=== Record excerpts ===

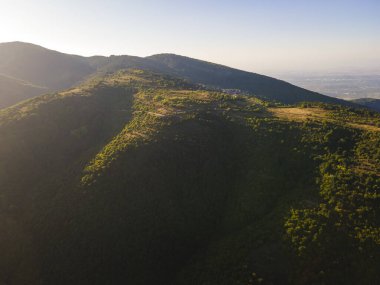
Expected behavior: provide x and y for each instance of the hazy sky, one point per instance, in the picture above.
(257, 35)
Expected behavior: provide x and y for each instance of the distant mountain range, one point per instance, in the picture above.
(174, 171)
(370, 103)
(42, 70)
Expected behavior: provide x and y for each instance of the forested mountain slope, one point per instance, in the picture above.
(55, 71)
(140, 178)
(14, 90)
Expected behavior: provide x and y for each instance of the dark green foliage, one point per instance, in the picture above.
(55, 71)
(141, 178)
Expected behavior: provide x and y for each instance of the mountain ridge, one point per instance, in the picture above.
(59, 71)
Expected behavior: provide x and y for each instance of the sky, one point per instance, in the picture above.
(266, 36)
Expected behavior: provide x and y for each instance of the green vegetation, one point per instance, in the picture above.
(136, 177)
(54, 71)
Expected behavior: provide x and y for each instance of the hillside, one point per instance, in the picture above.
(14, 90)
(224, 77)
(141, 178)
(57, 71)
(371, 103)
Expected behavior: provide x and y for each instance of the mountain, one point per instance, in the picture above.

===

Instruction: Print every line of the data above word for word, leaving the pictures out of your answer.

Written solution:
Expected behavior: provide x and y for each instance of the hazy sky, one point per instance, in the picture above.
(257, 35)
Expected behavior: provide x and y for each instance of the distant mountain range, one point per instance, in the picture above.
(174, 171)
(370, 103)
(42, 70)
Expected behavior: provide x and y for each instance of the forested mountain slope, one point per instance, in the picture above.
(55, 71)
(140, 178)
(14, 90)
Expected behavior: provide x and y for each instance of the dark green foliage, one point per instance, in the picture above.
(55, 71)
(141, 178)
Expected behavior: provide x and y for each instance of the mountain ridge, one point per instance, in the picture above.
(59, 71)
Expected behavior: provide x and y for each instance of the sky, one point per instance, in the picture above.
(266, 36)
Expected behavior: provide x and y for each instance of the green vegetation, one point per instance, in the picture above.
(136, 177)
(54, 71)
Expected behavior: provide x and y for each instance of the hillside, one point per instance, in the picture above.
(14, 90)
(224, 77)
(141, 178)
(57, 71)
(371, 103)
Expected behavior: provide x and y for each instance of the mountain, one point per instance, in the picture above.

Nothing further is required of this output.